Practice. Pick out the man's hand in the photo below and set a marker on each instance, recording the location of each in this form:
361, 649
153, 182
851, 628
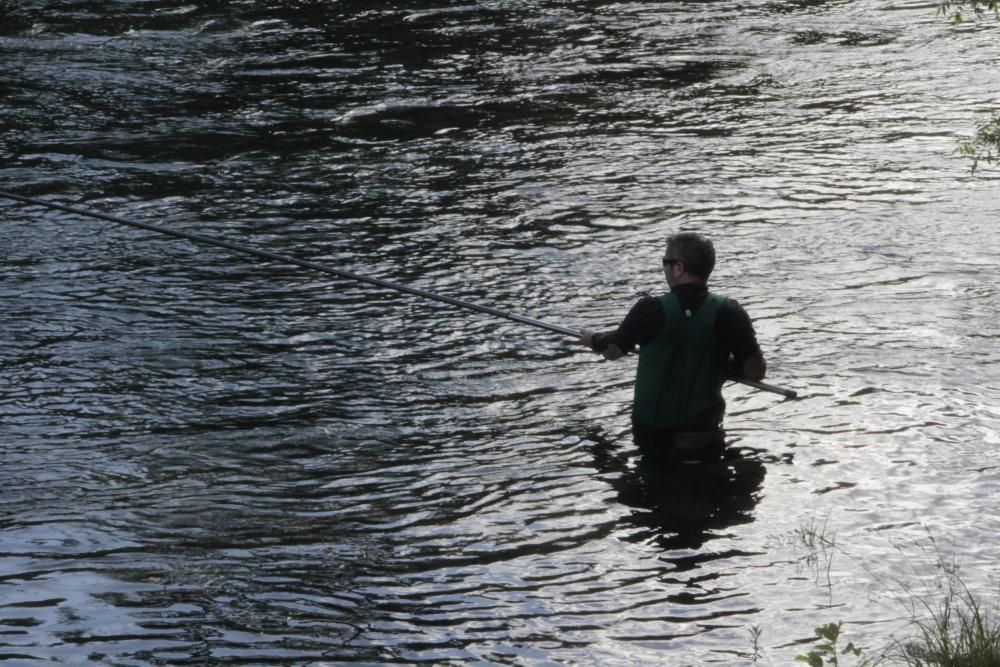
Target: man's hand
611, 352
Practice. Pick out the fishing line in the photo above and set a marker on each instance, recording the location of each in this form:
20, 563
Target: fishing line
350, 275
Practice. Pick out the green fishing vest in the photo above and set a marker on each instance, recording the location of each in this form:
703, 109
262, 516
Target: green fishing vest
678, 385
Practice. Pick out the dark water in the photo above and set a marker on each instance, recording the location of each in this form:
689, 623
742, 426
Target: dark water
212, 459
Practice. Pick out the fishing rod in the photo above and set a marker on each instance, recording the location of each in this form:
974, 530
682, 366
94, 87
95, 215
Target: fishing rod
249, 250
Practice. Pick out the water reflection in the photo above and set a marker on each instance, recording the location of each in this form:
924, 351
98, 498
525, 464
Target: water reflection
681, 496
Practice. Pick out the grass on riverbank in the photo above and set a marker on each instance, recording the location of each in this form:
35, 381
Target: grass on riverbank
949, 628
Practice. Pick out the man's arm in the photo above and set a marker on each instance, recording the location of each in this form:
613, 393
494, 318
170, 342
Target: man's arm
748, 361
642, 323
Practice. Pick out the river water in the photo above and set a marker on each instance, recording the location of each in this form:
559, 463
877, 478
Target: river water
211, 459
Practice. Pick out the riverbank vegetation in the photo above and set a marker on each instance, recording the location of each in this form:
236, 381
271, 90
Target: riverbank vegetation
949, 624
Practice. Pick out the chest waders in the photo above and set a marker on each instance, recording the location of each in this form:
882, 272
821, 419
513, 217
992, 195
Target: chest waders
678, 384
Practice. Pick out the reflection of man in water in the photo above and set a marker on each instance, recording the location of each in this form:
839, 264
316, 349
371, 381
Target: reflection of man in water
689, 340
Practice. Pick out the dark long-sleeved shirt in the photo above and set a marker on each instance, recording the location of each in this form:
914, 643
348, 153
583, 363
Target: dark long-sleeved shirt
733, 329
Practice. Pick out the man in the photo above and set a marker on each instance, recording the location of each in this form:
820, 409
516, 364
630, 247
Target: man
689, 340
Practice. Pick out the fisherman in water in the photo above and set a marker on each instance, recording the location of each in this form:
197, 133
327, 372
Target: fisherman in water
689, 340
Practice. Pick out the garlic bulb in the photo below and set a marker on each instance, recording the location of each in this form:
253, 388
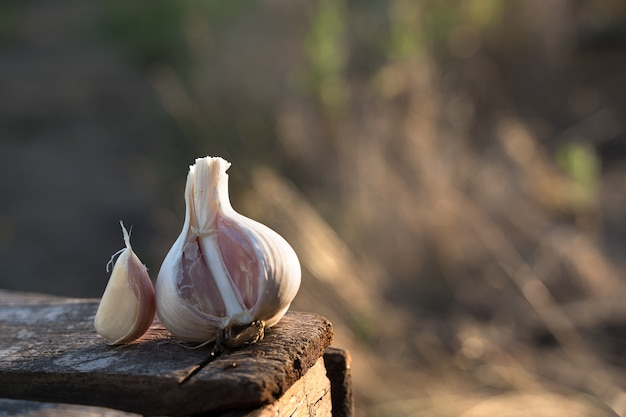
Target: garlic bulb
227, 277
126, 309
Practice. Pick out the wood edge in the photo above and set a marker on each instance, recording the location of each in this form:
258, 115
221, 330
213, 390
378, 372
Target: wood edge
338, 362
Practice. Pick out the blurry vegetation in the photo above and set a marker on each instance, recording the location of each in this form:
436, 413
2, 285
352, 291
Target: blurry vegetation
424, 167
424, 159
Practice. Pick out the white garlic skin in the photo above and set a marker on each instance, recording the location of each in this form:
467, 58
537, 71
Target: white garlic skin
224, 270
126, 309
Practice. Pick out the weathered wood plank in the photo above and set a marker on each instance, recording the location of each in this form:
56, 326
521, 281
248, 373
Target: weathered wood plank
49, 351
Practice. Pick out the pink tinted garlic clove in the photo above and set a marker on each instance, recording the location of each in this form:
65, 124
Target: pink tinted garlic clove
227, 277
127, 306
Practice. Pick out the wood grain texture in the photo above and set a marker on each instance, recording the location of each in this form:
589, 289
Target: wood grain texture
49, 351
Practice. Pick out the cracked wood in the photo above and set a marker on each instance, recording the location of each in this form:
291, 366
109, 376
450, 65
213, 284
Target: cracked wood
49, 351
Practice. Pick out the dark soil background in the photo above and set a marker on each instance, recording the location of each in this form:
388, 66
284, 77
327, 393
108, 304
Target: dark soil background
451, 173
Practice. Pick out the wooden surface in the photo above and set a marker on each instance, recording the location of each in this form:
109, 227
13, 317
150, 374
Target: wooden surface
49, 351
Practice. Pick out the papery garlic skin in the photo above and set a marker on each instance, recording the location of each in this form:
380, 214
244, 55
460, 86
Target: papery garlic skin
127, 306
225, 271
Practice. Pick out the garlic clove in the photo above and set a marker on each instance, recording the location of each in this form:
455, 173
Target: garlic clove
127, 307
227, 277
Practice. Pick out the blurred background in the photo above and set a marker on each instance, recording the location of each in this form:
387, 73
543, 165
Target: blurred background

§ §

THE PROBLEM –
Apart from the pictures, the entries above are to be repeated in full and exactly.

EXERCISE ANSWER –
Practice. Pick out the man's hand in the photo below and set a marker on each instance, recording the location of each in this form:
361, 649
153, 182
851, 628
Target: man's hand
611, 352
Practice. Pick out the fishing line in the photo above and set a marker on each instance, recording the location of each in this form:
20, 563
Target: fishing line
350, 275
Practice. Pick out the green fishing vest in the photo above and set a marker on each instance, recording the location of each in this form:
703, 109
262, 516
Target: green fishing vest
678, 385
Practice. Pick out the dark water in the photo above and set a marker on each instance, recording the location of each in this form:
689, 623
742, 426
Target: dark water
212, 459
Practice. Pick out the fishing rod in the photo above and set a marker on each instance, recording the location of each in this form:
974, 530
682, 366
94, 87
95, 215
Target: fishing rod
249, 250
Practice. Pick out the water reflection in the photo above and set a marker on each instance, recording the location of each in this form:
924, 351
98, 498
525, 464
Target: water reflection
681, 496
Practice. Pick out the grass on riverbank in the photo above and set a marker on each instance, recording the location of each in this form:
35, 381
Target: grass on riverbank
949, 628
Practice. Pick out the man's arm in the photo above and set a marker on each instance, recording the location of each in this form:
613, 393
494, 318
170, 342
Target: man's arm
748, 361
642, 323
Practice. Pick out the river water in the photo above and set a marker on each instance, recording the location of each in this form:
559, 463
877, 478
Target: river water
211, 459
Practice. Pick out the riverbank vegetation in the photo above and set a marker on each instance, recording the location of each in this form:
236, 381
271, 90
Target: riverbank vegetation
949, 624
Practice. Pick out the chest waders in the photo above and set a marker on each instance, recording the location of each in this form:
882, 272
821, 419
513, 217
992, 195
Target: chest waders
678, 384
Practice. Pick out the reflection of man in water in the photo above and set a marker on each instance, recording the location of each in this form:
839, 264
316, 349
371, 381
Target: reflection of man in water
689, 340
Practice. Pick out the dark long-sleeved shirt in the photo above and set a marker on each instance, recording the location of each in this form:
914, 643
348, 153
583, 363
Target: dark long-sleeved shirt
733, 329
Practice. Pick out the man in the photo above and set a marker on each instance, recording the location of each in this form:
820, 409
516, 364
630, 247
Target: man
689, 340
Practice. Pick out the fisherman in water in the photo above and set a marker on each instance, recording the location of each in this form:
197, 133
327, 372
Target: fisherman in water
689, 340
Practice. Pick out the garlic bulb in the photo below and set a marker on each instance, recording the location of each in this form:
253, 388
Target: garlic bulb
227, 277
126, 309
Practice. Pick out the wood edge in the photo above and set a marker on each instance, recording the location of each in this form:
258, 115
221, 330
213, 390
378, 372
Target: wood edge
338, 362
Practice. Pick out the blurry vegetation in the photo above and set a marker on each instance, recording the location of each in this form:
436, 413
2, 285
352, 291
Target: blurry vegetation
424, 167
424, 159
Practice. Pick out the white garlic skin in the photo above and set a marker on each instance, recording the location of each in this form:
467, 58
537, 71
Target: white garlic skin
224, 270
126, 309
Practice. Pick out the weathered wood plank in the photo above and set a marker on each instance, recording the location of each in this form:
56, 326
521, 281
248, 373
Target: weathered wood plank
49, 351
Practice. Pick out the pink tinted garlic clove in the photo above and set a marker on each instance, recording the location of each in this form:
65, 124
Target: pink tinted garlic clove
227, 277
127, 306
Practice. Pick out the wood grain texture in the photo above and set a marker on each instance, recording the location of each in this form:
589, 289
Target: wood grain texture
49, 351
Practice. Pick out the cracked wood in the photo above and set a marker on each instance, recording the location of each in this form:
291, 366
109, 376
450, 65
213, 284
Target: cracked wood
49, 351
Practice. Pick out the dark soil background in the photo above and set a marker on each instance, recording the location of each in this form:
388, 66
284, 77
327, 393
108, 304
Target: dark soil background
451, 173
Practice. Pick out the wooden surface in the photo above and set a marker on each instance, recording the location of each in this form:
109, 227
13, 317
150, 374
Target: wooden surface
49, 351
Practice. Pick out the papery garlic skin in the photo above and set a marker on each instance, recording the location of each in this form:
380, 214
244, 55
460, 86
Target: papery garlic skin
127, 306
225, 271
Practice. Pick out the garlic clove in the photo above and set a marker on each instance, recording the location of each in this form:
455, 173
Target: garlic clove
127, 307
227, 277
Practice. Pick out the blurred background in the photo above and set a marker on each instance, recording the location of each in this form:
387, 73
543, 165
Target: blurred background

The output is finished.